Passage:
»»

Public use airport in Frankenmuth, Michigan

W.M. 'Tiny' Zehnder Field Airport (FAA LID: 66G) is a privately owned, public use airport located 2 miles southeast of Frankenmuth, Michigan, United States. The airport sits on 20 acres at an elevation of 639 feet.

== Facilities and aircraft ==
The airport has one runway, designated as Runway 9/27. It measures 2500 x 100 ft (762 x 30 m) and is made of turf. For the 12-month period ending December 31, 2021, the airport averages 6968 aircraft operations per year, an average of 134 per week. These movements consist entirely of general aviation. For the same time period, 34 aircraft were based at the airport, all airplanes: 33 single-engine and 1 multi-engine.

The airport does not have a fixed-base operator, and no fuel is available.

== Accidents and incidents ==

- On May 20, 2012, a Piper PA-28 Cherokee collided with the terrain shortly after takeoff from the 'Tiny' Zehnder Field. The engine performed normally during a pre-takeoff runup. The pilot stayed in ground effect on takeoff until reaching the best angle of climb speed, the climbed out at the best rate of climb speed. A few seconds after departing ground effect, the pilot reported the plane wasn't climbing "strongly," and there was a “dramatic” decrease in the airplane's rate of climb. The engine's power output began to diminish, and the aircraft's wings began to stall. The aircraft began to sink rapidly; the pilot reduced the engine power to idle, extended 25 degrees of flaps, and applied back pressure on the control yoke to lessen the impact. The airplane impacted the terrain and cartwheeled prior to coming to rest inverted. The cause of the partial loss of engine power could not be determined.
- On August 10, 2013, a Stolp Starduster Too was damaged during landing at the 'Tiny' Zehnder Field Airport. The aircraft experienced a gust of wind on the landing rollout. The pilot attempted to counteract it, but the airplane veered to the right and exited the runway. The probable cause of the accident was found to be the pilot's loss of directional control during the landing roll, which resulted in a runway excursion and subsequent impact with a corn field.

««

Task:
Carry on the article about W.M. 'Tiny' Zehnder Field Airport from the point where it stops.

Dataset content:
»»

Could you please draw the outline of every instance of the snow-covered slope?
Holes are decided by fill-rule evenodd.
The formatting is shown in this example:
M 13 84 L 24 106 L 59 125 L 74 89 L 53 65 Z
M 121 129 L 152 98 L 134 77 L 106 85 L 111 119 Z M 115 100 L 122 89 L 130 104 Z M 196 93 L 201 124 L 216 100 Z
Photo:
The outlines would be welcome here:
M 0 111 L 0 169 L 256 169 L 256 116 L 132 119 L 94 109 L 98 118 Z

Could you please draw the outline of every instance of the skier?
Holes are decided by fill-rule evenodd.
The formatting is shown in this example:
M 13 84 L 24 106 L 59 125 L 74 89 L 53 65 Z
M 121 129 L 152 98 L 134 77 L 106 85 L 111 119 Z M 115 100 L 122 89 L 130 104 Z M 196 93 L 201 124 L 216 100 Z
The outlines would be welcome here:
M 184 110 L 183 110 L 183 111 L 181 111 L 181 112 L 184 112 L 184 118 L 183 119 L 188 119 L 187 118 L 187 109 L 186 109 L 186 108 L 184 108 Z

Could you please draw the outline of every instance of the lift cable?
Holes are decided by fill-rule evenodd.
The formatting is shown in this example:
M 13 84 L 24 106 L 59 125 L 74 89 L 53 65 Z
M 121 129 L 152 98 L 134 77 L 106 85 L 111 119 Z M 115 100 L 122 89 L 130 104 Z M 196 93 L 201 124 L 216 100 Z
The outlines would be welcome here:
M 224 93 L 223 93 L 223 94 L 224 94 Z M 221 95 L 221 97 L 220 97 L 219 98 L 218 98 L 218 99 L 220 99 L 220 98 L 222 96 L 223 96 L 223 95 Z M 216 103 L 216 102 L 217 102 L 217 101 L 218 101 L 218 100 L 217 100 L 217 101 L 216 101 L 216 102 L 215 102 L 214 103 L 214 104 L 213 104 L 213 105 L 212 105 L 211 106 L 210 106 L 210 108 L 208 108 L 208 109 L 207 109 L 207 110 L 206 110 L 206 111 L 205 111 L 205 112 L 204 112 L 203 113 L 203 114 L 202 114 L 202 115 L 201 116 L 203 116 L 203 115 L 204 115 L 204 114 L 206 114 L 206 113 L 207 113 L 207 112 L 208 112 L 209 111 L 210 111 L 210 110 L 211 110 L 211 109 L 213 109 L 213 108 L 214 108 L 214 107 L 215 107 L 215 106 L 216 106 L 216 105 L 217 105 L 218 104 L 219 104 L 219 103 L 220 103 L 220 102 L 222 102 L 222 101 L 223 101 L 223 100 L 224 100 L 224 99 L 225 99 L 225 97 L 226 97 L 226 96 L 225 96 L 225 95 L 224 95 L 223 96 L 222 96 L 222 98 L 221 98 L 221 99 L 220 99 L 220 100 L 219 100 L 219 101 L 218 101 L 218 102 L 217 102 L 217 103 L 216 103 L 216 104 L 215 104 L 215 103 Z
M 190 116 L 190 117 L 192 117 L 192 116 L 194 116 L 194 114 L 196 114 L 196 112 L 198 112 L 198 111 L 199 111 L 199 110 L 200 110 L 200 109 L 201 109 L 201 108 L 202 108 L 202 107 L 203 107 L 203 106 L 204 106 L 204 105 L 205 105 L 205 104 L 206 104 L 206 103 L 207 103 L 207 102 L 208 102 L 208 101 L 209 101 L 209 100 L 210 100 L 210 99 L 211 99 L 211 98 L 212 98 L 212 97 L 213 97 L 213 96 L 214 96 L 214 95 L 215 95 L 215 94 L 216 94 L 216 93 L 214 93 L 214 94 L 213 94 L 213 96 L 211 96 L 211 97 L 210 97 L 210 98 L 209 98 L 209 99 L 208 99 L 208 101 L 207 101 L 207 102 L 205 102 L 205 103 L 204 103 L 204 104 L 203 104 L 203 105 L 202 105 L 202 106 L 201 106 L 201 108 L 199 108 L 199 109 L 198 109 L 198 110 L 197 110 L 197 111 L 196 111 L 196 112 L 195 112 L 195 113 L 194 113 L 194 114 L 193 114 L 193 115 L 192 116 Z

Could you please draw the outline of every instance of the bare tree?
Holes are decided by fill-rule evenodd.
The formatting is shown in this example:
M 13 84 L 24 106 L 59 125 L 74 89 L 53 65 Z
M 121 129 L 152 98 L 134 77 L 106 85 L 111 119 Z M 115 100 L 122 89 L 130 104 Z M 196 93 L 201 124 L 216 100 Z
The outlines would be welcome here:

««

Task output:
- On September 18, 2013, a Piper PA-28 was substantially damaged during a forced landing after departing the 'Tiny' Zehnder Field Airport. The pilot reported there was an intermittent loss of engine power during initial takeoff climb. The pilot initiated a turn back towards the airport, during which time the engine continued to run intermittently. The pilot attempted to troubleshoot while circling for a runway at the airport, but he decided it would be safer to land in a nearby field. The probable cause of the accident was found to be an intermittent loss of engine power for reasons that could not be determined. Post-accident examinations revealed no anomalies that would have precluded normal operation.
- On July 3, 2016, a small aircraft, either a Piper PA-22 or an Aeronca 11AC, crashed while practicing touch-and-gos at the airport. The pilot was holding a birthday get-together at the time of the accident. Witnesses reported the aircraft entered a right bank, then descended and impacted terrain.
- On August 16, 2020, an Aerotechnik L-13SEH Vivat crashed while attempting to take off from Zehnder Field. The pilot failed to stow the speed break after his previous landing, and the aircraft could not climb out of ground effect on the subsequent takeoff. The aircraft overshot the end of the runway and impacted terrain.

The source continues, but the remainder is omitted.